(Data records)
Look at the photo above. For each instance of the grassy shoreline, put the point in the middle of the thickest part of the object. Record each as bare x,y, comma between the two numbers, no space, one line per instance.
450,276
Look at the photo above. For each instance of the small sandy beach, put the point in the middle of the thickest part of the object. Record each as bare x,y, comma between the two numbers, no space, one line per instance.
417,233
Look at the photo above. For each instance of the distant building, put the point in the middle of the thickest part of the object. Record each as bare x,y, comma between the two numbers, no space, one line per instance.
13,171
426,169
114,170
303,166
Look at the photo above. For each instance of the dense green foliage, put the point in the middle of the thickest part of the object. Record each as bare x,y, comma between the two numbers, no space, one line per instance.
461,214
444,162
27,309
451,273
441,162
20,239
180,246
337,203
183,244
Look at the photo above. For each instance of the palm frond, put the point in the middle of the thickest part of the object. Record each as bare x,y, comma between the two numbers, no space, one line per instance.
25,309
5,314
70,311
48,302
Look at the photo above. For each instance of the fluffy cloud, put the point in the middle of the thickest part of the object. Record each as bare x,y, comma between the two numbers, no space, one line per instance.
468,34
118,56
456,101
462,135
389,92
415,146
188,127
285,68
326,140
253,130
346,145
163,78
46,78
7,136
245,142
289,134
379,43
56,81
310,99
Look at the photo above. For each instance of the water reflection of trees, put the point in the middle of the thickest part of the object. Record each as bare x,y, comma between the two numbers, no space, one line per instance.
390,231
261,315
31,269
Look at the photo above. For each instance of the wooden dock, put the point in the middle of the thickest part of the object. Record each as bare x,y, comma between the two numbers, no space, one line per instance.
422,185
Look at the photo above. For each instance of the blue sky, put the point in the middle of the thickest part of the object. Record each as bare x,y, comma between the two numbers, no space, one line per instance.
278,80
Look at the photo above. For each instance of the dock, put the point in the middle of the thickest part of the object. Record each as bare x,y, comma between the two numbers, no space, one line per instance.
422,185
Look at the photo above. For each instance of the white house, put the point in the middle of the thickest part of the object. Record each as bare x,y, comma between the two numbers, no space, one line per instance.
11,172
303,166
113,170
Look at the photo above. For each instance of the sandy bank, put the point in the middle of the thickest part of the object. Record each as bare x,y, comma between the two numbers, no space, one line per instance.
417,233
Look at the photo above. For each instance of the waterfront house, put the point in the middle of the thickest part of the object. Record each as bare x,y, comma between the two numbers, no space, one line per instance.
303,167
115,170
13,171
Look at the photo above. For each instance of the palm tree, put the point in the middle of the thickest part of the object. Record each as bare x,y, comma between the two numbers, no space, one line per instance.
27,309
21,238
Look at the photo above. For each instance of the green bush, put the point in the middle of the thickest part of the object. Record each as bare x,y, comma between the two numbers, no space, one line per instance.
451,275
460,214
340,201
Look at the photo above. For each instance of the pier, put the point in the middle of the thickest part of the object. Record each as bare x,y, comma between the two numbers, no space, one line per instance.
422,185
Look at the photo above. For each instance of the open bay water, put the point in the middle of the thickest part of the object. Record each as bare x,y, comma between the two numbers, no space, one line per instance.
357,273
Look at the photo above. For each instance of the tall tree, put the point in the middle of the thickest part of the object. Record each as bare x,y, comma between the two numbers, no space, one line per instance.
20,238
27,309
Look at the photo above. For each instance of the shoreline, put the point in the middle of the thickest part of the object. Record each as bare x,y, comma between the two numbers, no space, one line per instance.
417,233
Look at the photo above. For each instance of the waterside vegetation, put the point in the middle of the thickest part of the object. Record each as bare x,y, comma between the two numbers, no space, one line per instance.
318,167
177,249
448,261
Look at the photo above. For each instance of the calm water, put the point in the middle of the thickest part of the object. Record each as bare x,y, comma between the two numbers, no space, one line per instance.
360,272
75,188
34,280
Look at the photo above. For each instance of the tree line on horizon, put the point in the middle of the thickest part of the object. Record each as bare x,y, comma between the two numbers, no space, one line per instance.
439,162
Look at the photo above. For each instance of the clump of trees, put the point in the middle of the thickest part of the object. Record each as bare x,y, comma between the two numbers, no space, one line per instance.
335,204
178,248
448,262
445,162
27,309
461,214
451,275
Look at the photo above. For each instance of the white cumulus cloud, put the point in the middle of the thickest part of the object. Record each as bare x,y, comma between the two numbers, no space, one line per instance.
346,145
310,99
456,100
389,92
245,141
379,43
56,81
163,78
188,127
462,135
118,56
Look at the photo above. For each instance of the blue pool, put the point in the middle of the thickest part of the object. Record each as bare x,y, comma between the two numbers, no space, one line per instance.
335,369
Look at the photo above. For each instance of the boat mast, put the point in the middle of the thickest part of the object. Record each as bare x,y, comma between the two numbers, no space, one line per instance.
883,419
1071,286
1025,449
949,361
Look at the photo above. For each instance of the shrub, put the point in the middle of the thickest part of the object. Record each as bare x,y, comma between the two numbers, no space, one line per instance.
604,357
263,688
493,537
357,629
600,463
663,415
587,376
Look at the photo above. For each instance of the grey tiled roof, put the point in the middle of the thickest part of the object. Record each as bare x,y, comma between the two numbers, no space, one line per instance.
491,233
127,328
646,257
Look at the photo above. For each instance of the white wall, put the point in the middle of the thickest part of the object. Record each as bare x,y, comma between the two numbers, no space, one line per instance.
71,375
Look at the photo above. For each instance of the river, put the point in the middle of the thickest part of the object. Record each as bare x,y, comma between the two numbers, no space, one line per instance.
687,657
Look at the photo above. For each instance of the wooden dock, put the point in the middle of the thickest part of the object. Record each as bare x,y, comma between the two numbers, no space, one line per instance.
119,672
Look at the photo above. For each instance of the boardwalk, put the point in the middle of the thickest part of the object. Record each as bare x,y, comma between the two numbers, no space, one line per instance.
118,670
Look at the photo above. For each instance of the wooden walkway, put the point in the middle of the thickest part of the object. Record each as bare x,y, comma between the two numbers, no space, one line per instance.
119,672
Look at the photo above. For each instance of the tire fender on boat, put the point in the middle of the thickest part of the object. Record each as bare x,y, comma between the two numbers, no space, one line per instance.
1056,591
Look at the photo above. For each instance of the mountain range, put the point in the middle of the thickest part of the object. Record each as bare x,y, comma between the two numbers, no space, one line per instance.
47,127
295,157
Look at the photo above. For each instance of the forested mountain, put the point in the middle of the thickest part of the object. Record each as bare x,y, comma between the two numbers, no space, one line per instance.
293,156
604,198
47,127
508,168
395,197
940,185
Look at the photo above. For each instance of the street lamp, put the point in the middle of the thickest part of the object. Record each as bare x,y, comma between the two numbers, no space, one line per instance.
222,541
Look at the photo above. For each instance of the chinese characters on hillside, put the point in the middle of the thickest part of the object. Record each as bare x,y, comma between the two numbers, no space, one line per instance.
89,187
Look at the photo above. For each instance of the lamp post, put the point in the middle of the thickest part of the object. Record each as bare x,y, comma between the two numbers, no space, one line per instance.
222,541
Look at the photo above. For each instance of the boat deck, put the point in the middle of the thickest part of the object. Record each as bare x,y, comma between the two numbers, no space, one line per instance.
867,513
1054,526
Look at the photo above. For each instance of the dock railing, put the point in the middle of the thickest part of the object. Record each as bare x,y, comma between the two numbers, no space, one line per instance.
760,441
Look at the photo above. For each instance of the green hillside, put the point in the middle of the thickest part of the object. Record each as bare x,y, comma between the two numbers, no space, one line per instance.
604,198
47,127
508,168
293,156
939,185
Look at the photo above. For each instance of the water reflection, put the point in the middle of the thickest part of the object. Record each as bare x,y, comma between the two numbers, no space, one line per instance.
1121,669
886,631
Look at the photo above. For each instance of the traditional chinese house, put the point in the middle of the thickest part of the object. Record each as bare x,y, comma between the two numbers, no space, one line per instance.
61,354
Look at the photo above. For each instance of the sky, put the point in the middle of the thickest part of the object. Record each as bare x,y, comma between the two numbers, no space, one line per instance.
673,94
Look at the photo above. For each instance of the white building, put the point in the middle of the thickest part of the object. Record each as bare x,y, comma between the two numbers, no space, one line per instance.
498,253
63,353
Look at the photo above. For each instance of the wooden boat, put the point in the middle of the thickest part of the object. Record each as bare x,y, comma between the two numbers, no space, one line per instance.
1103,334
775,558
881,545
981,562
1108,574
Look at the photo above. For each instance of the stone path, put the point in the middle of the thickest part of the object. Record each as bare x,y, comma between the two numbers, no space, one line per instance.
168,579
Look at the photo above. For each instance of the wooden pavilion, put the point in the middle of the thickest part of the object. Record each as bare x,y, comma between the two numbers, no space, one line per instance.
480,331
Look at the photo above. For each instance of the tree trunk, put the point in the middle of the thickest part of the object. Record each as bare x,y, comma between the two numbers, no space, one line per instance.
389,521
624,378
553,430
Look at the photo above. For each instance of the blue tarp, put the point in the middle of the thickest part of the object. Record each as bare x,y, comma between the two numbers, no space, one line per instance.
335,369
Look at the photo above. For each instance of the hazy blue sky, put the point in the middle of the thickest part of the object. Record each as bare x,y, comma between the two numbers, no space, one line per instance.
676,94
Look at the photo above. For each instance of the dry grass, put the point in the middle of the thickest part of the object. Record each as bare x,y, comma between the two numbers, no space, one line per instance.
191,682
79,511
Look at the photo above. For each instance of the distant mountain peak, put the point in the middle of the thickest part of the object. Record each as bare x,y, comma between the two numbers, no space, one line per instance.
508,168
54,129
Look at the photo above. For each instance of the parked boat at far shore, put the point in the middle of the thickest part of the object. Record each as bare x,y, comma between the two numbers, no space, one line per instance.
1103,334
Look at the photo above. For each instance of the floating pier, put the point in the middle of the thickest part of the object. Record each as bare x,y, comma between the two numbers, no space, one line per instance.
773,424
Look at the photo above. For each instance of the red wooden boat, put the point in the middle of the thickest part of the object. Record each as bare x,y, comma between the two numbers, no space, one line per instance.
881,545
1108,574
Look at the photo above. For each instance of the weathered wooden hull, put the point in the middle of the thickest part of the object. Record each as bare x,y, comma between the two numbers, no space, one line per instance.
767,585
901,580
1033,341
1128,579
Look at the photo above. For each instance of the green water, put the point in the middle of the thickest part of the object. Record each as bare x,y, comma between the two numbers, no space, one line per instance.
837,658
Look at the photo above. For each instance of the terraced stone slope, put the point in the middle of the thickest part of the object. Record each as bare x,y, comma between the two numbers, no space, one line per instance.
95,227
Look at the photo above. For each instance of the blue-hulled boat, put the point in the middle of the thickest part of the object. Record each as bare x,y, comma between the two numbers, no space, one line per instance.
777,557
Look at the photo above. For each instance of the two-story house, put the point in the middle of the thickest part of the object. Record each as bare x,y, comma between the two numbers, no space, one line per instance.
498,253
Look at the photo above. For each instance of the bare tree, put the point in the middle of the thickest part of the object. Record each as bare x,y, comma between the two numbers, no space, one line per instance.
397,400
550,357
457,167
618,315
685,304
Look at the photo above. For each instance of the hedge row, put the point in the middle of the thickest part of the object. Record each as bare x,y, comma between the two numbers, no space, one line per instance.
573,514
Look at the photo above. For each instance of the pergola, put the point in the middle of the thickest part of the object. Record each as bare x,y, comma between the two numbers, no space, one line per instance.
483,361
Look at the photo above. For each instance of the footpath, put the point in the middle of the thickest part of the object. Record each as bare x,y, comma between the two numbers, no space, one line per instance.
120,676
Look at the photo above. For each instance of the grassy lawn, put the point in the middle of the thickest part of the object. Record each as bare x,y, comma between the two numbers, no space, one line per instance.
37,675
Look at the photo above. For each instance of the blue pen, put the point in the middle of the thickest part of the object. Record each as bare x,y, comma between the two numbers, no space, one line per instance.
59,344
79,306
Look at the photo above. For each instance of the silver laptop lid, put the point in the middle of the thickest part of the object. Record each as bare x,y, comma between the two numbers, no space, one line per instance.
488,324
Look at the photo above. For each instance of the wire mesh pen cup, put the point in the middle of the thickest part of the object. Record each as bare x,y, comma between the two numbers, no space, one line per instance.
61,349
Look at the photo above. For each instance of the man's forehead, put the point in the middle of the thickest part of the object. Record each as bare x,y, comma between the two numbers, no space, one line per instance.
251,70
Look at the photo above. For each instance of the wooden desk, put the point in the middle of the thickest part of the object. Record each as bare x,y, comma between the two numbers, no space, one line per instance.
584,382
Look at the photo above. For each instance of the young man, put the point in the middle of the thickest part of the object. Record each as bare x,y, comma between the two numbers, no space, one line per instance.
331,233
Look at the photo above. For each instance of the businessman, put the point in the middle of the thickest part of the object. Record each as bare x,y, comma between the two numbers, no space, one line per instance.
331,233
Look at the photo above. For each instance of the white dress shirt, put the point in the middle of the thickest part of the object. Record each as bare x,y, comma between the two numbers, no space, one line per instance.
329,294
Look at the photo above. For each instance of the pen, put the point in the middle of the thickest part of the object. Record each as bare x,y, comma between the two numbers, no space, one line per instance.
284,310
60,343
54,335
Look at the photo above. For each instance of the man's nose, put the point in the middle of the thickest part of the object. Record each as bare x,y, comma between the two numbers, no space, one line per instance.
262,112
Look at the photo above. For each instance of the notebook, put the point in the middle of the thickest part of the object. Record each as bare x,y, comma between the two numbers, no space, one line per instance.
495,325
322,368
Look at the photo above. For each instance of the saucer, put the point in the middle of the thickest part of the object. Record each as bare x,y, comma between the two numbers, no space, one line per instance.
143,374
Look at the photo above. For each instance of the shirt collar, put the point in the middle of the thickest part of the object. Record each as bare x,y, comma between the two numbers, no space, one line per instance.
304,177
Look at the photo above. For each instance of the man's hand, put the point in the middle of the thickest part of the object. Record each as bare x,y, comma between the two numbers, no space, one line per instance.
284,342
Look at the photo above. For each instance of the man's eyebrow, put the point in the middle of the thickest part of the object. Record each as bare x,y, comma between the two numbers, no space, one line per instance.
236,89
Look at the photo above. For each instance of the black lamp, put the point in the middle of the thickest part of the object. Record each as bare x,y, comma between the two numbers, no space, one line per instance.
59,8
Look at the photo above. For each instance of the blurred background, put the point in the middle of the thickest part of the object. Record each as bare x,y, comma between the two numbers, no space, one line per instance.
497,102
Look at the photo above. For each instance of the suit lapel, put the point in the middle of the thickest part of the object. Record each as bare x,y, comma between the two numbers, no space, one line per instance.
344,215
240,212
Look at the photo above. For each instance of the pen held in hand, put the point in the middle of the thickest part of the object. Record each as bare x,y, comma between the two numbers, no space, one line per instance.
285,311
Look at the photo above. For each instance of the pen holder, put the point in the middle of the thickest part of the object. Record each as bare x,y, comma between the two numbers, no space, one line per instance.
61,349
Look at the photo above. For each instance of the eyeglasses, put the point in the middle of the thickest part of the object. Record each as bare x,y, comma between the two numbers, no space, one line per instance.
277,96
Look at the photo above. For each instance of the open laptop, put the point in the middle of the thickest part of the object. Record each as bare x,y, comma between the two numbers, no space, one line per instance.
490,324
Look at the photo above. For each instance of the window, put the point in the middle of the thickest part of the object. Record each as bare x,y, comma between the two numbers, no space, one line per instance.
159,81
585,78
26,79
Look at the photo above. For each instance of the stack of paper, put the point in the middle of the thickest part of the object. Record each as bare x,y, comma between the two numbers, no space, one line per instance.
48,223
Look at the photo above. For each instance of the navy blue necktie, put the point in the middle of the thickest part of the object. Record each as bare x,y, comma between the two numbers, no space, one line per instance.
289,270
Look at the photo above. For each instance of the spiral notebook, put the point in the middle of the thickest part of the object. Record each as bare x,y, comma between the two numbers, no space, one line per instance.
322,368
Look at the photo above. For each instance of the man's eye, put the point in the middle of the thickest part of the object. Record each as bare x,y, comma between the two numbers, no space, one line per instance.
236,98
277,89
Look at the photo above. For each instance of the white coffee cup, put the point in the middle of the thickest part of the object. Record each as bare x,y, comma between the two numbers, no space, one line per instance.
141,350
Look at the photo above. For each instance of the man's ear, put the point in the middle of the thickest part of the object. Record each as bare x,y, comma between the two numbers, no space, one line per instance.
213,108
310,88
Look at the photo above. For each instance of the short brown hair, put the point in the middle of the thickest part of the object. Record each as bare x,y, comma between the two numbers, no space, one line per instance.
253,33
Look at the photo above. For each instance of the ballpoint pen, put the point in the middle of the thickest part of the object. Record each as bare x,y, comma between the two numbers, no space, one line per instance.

Your objective – Above are the records; copy exactly the lines from the one with "the white coffee" through the final line.

Finished exercise –
Look at the photo above. For each instance of the white coffee cup, put the point in the middle of the thickest part of the object. Record each as bare x,y, comma between the two numbers, no space, one line per instance.
141,350
Look at the photo above. For each instance of the man's ear, put the point in the middle of the thickest part of the object. Record each as bare x,y, comma between the two numbers, no space, one line per instance.
213,108
310,88
Look at the photo above. For each instance of the short brown hair, put the point in the middle of the thickest part of the object. Record each as bare x,y, comma between the two numbers, no space, one line per instance.
253,33
Look at the photo above. For each instance of the ballpoint pen, put the point in the middle of the thickest part of the object. Record each as bare x,y, comma between the two numbers, no space, one line per instance.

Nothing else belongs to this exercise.